Work request
In the material below, find every line containing "deepest" and copy that line.

Given data

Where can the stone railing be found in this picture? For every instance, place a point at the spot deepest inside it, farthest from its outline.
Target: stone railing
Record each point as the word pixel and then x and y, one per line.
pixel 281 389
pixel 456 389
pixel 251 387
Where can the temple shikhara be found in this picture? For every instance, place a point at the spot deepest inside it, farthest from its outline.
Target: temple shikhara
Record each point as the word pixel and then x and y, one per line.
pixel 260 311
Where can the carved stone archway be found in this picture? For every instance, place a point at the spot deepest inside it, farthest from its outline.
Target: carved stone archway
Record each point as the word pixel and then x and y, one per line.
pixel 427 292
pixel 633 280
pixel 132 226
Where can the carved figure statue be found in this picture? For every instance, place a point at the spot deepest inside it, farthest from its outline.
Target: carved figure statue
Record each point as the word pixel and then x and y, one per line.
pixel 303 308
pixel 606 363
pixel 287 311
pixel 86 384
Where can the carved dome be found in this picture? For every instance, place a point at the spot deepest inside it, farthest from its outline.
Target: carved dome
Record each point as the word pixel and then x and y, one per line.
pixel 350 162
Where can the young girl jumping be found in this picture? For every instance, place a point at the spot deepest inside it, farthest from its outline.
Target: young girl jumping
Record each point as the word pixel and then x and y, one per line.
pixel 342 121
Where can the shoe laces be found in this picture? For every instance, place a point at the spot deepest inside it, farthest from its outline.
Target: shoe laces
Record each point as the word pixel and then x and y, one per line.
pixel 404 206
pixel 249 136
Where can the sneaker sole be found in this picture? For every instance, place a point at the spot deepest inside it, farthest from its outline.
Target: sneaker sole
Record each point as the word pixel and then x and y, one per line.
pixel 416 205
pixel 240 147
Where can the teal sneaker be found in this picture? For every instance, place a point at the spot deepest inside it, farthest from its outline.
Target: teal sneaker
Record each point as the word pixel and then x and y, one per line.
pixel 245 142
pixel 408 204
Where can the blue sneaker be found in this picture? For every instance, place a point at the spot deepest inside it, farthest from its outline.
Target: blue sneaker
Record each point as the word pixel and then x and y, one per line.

Result
Where can the stone railing be found in this picture? For every instance, place a point at the spot deepest inside it, farthest from its outline.
Where can the temple shikhara be found in this picture? For every instance, place a point at the spot deepest inside it, farthest from its outline.
Where can the carved stone archway be found in this picture? For every instance, place a point at the spot deepest inside it, farthest from its outline.
Where can the carved figure statue be found in this picture? For every instance, place a point at the spot deepest inside it, farthest from its outline.
Where can the carved dome be found in this picture? For every instance, place a point at the spot deepest inside it, farthest from its outline.
Where can the young girl jumping be found in this picture? For every instance, place a point at the spot deepest inside it, farthest from its outline.
Where can the shoe laces be found in this picture? For every instance, place a point at the spot deepest inside it, farthest from its outline.
Where can the sneaker sole be found in this picture? For every instance, place a point at the spot deepest inside it, farthest from its outline.
Where can the teal sneaker be found in this picture? For every instance, place a point at the spot deepest inside it, farthest from its outline.
Where can the blue sneaker be found in this picture? For every instance, place a point at the spot deepest inside it, farthest from its outline.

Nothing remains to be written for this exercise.